Data for this exercise:

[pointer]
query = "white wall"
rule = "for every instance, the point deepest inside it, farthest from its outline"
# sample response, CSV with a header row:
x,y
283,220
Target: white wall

Stated task:
Render the rows above as a JSON list of strings, one string per line, skipping any blank lines.

Finished answer:
[
  "[pointer]",
  "query = \"white wall\"",
  "rule = \"for every instance, the point deepest inside it, farthest from its outline\"",
  "# sample response, CSV with a header row:",
  "x,y",
  "283,220",
  "Target: white wall"
]